| TEXTO DE LECTURA |

A diferencia de la primera película, cuyo argumento era un fino y no muy consistente hilo conductor sobre el que los guionistas Rhett Reese y Paul Wernick, con la inestimable ayuda de un Ryan Reynolds que se dedicó en cuerpo y alma a potenciar los pasajes cómicos del libreto, fueron construyendo los diferentes flashbacks utilizados para dar génesis y trasfondo a la vida de Wade Wilson como mercenario, posterior cobaya del proyecto militar Arma X y su consiguiente conversión en el Deadpool que todos conocemos esta secuela apela a una mayor preparación para construir el relato que lo vertebrará como obra cinematográfica. Esta idea se consolida en ese arranque en el que los ideólogos del film se toman su tiempo para diseñar el producto, siempre entregándose a la comicidad y lo exagerado, pero con la intención de construir unos cimientos sólidos para dar empaque al conjunto narrativo. Este discurrir de situaciones, cuya intención es dar unas motivaciones al personaje y crear el conflicto que le impulsará a vivir la aventura desarrollada en Deadpool 2, ocupa la primera mitad del metraje y como era de esperar está plagado de esas señas de identidad ya asentadas en la entrega previa, tomando como estandarte la efectiva alternancia entre drama y comedia desprejuiciada manteniendo así un elocuente equilibrio en lo referido a la narración y siendo fiel a la idiosincrasia adscrita al personaje en las viñetas en grado sumo, porque este Deadpool lo es al 150% de su capacidad.




Esta decisión se antoja harto interesante, porque al ser conscientes como espectadores de la consolidación estructural de la historia, que no deja de ser sencilla y bastante arquetípica en cuanto al género al que pertenece como pieza fílmica por mucho que trate de parodiarlo, está bien apuntalada y los personajes presentados y definidos los tres guionistas toman la primera misión del grupo X-Force como el punto de ruptura en el que la película muta en una pieza de naturaleza demencial cuyo desarrollo del entramado se antoja enfermizo en cuanto a su imprevisibilidad se refiere. A partir de ese momento los escritores, con la complicidad de su director, vuelan por los aires gran parte de lo que habían diseñado para que el caos y lo anárquico (siempre medidos, nunca descontrolados en un sentido negativo) reine a lo largo de una segunda hora en la que la película aumenta exponencialmente su inquebrantable adhesión al imaginario “deadpooliano” en el que todo vale y ningún exceso está de más. De este modo Deadpool 2 engaña al espectador, algo que hará en no pocas ocasiones a lo largo del metraje, porque cuando parecía que iba a entregarse a cierta madurez desde una perspectiva de construcción cinematográfica la insania, la subversión de las señas de identidad indentificables al subgénero superheróico y el “cuanto más mejor” vampirizan la trama para convertirla, más que nunca, en un cómic en movimiento protagonizado por el perfecto émulo en imagen real del Wade Wilson de las viñetas.

| MATERIAL APORTADO |
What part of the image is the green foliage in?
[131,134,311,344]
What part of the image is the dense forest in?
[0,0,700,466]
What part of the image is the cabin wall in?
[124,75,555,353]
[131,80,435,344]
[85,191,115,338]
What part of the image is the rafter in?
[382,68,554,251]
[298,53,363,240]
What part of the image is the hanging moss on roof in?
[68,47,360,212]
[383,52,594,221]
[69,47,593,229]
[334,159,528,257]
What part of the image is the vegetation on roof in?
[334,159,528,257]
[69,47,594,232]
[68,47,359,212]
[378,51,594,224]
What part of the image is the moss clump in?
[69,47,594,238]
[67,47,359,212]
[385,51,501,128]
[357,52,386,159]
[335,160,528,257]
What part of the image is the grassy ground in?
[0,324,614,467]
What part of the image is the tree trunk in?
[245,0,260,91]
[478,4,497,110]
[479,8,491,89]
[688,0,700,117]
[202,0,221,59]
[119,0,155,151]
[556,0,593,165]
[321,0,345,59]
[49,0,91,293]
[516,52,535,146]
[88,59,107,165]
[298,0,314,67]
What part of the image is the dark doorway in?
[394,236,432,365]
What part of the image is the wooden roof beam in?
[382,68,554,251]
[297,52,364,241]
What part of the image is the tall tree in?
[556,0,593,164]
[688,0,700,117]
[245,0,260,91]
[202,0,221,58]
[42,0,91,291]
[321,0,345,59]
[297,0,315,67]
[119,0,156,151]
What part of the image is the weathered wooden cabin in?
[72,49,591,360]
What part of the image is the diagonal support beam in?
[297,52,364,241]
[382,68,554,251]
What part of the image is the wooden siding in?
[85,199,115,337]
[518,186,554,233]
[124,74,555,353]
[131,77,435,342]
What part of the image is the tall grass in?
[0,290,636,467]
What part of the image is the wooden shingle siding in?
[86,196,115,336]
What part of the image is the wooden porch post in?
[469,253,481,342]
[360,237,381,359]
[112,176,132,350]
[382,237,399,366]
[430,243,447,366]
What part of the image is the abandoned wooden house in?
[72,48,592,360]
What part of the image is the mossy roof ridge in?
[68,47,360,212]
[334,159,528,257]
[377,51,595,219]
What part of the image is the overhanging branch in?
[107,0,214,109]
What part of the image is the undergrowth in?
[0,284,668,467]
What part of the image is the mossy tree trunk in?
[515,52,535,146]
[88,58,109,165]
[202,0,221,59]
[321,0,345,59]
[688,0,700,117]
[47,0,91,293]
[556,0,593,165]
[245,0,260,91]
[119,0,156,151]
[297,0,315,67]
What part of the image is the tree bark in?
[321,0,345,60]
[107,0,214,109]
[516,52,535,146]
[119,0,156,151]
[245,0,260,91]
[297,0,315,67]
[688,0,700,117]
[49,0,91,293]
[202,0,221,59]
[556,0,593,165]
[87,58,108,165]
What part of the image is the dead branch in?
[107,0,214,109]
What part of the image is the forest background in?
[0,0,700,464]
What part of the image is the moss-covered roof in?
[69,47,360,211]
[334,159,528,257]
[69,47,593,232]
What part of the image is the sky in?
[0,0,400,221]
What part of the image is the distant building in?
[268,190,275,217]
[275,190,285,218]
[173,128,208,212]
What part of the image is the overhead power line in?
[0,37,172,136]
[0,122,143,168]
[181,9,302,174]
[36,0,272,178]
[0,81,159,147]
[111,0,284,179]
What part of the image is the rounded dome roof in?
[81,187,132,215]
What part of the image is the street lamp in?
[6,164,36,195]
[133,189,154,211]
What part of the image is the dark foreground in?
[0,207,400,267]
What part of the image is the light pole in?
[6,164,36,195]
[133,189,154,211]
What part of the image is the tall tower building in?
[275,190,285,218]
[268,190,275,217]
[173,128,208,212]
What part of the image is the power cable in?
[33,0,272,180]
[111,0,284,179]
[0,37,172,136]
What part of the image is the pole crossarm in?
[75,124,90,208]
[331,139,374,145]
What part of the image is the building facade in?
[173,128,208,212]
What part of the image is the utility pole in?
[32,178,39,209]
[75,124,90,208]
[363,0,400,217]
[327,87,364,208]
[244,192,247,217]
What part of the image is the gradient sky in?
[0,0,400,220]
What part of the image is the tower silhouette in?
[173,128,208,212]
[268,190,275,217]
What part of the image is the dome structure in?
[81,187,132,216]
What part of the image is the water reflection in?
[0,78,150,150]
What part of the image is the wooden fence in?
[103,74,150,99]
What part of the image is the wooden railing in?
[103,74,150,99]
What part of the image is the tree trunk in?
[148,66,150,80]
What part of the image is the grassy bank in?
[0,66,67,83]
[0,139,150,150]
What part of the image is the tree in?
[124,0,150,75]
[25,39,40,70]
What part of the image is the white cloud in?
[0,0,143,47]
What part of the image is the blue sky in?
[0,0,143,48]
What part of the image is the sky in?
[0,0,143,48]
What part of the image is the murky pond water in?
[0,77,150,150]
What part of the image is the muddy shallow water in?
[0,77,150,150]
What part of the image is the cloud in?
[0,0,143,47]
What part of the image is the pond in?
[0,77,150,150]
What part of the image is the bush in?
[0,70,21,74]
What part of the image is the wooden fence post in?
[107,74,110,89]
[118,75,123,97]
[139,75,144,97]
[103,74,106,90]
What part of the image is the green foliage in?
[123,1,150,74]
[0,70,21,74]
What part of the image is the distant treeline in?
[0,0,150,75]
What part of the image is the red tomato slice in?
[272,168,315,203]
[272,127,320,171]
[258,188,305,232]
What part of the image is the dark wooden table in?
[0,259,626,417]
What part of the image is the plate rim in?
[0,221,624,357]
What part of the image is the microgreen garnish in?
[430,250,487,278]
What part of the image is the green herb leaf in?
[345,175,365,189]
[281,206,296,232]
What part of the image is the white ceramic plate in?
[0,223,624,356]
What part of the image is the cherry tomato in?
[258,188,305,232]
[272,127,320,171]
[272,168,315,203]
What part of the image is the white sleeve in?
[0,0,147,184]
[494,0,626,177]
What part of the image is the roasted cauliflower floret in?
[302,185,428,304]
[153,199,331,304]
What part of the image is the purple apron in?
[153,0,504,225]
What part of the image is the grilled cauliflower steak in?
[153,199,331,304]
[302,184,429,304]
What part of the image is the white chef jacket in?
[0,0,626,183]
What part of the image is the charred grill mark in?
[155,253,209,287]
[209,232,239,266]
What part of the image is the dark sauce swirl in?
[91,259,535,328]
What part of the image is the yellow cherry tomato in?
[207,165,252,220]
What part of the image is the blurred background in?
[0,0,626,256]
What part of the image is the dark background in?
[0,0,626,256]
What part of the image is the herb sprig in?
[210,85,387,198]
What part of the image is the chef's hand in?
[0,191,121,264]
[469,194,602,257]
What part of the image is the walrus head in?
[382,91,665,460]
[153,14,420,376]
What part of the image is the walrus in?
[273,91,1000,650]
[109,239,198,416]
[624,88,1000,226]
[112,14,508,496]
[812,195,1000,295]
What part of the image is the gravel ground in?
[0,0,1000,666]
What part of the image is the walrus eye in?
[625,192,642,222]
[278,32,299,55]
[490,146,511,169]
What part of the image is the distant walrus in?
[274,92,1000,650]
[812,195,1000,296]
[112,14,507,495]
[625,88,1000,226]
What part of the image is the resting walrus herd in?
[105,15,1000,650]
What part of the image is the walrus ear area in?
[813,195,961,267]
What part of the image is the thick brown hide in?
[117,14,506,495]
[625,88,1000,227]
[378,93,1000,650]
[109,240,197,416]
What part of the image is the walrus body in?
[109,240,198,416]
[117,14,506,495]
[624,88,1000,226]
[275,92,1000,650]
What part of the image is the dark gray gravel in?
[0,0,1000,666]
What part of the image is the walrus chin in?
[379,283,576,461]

| EJERCICIO 1 |
Según el texto sobre Deadpool 2, ¿qué toman los guionistas como punto de ruptura en el que la película cambia de naturaleza?
| EJERCICIO 2 |
Escribe cómo seguiría el texto sobre Deadpool 2 a partir de su última oración.
El material es independiente del texto de lectura.

| RESPUESTA 1 |
La primera misión del grupo X-Force.

| RESPUESTA 2 |
Porque si hay algo inapelable en lo concerniente a Deadpool 2, y es algo previamente apuntado en esta misma entrada, es su propensión a ser de mayor tamaño que su predecesora en todos los aspectos. La acción tiene más protagonismo y la misma está ejecutada desde un punto de vista técnico y coreográfico mucho más profesional y elaborado, pero en este sentido cierto abuso de los CGI juega en contra del proyecto, dejando un poco de lado la personalidad orgánica y realista de la que hacía gala Tim Miller en la primera entrega. Evidentemente tener a un profesional como David Leitch en la realización es garantía de calidad y eficacia siempre que nos refiramos a los pasajes más dinámicos de la propuesta, pero el director de John Wick demostró en ocasiones previas su predilección por una acción de naturaleza más depurada que aquí sólo se vislumbra de manera cristalina en las primeras secuencias con Wade Wilson ocupándose de sus encargos como mercenario. Seguidamente si nos centramos en el dramatismo y ese trasfondo de tragedia, que en las viñetas no todos los guionistas del personaje han querido o podido explotar, la evolución una vez más se hace notable gracias principalmente a la relación entre el protagonista y su novia Vanessa, una vez más interpretada por a actriz de origen brasileño Morena Baccarin, y cuyo desarrollo se convierte en el núcleo emocional y catalizador de las decisiones tomadas por el rol de Ryan Reynolds.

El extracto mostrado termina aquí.